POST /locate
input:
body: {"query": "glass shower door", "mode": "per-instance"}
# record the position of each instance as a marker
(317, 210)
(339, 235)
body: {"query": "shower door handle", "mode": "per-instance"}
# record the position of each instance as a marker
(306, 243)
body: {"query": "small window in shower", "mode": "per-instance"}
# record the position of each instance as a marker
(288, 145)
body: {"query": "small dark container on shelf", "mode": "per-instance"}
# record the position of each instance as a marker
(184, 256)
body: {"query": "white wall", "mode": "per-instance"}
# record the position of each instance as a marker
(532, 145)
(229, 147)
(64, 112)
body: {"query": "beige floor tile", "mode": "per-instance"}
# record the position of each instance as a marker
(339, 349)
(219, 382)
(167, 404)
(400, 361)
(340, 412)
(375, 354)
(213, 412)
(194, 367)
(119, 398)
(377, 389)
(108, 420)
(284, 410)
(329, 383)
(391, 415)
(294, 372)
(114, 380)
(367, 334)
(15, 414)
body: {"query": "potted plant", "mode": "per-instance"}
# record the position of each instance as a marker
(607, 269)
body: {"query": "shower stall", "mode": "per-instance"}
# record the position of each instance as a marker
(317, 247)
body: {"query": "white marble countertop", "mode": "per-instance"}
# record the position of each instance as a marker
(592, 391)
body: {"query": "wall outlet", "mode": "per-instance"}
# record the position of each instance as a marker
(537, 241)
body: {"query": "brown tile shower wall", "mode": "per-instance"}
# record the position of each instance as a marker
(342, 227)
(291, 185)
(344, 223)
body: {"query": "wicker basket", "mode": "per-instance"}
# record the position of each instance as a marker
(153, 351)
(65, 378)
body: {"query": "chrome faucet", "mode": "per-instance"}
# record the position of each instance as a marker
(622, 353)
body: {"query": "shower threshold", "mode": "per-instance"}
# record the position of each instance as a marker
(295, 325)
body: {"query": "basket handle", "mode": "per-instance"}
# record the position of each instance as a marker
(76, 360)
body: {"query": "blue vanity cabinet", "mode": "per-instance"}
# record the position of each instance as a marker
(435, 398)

****************************************

What the task requires:
Repeat the data precisely, line by line.

Response to this task:
POST /locate
input:
body: {"query": "glass shower door", "mode": "per-instance"}
# record the position of each instance as a marker
(317, 210)
(339, 235)
body: {"query": "shower door handle", "mode": "per-instance"}
# record the position of each instance as a marker
(306, 243)
body: {"query": "small window in shower", "mode": "per-instance"}
# record the position of each instance as a marker
(288, 145)
body: {"query": "small dark container on shelf", "mode": "per-instance"}
# record the position of each instance as a marker
(184, 256)
body: {"query": "white wall", "mode": "per-instance"}
# record the position of each instance as a marker
(532, 145)
(229, 147)
(64, 112)
body: {"query": "beige floor tile", "mode": "per-instance"}
# record the position of each instance as a marker
(339, 349)
(219, 382)
(167, 404)
(400, 361)
(340, 412)
(375, 354)
(213, 412)
(194, 367)
(119, 398)
(377, 389)
(108, 420)
(284, 410)
(329, 383)
(391, 415)
(294, 372)
(114, 380)
(367, 334)
(15, 414)
body: {"query": "potted plant", "mode": "per-instance"}
# record the position of each instance as a marker
(607, 269)
body: {"query": "shower stall", "mode": "per-instance"}
# record the position of each instance as a marker
(317, 247)
body: {"query": "white marble countertop", "mode": "per-instance"}
# record the position of each instance as a marker
(592, 391)
body: {"query": "wall outlet", "mode": "per-instance"}
# record the position of each instance as a marker
(537, 241)
body: {"query": "brown tile shower wall", "mode": "per-instance"}
# record the position of each instance as a marker
(342, 227)
(291, 185)
(344, 223)
body: {"query": "wicker basket", "mode": "per-instance"}
# record the position of each instance as a marker
(153, 351)
(65, 378)
body: {"query": "chrome faucet", "mode": "per-instance"}
# record the position of each instance as a marker
(622, 353)
body: {"query": "shower threshold", "mode": "per-instance"}
# record the position of each instance as a marker
(295, 325)
body: {"query": "basket handle", "mode": "per-instance"}
# record the position of each instance as a marker
(76, 360)
body: {"query": "blue vanity cabinet", "mode": "per-instance"}
# record the position of each instance as a marker
(435, 398)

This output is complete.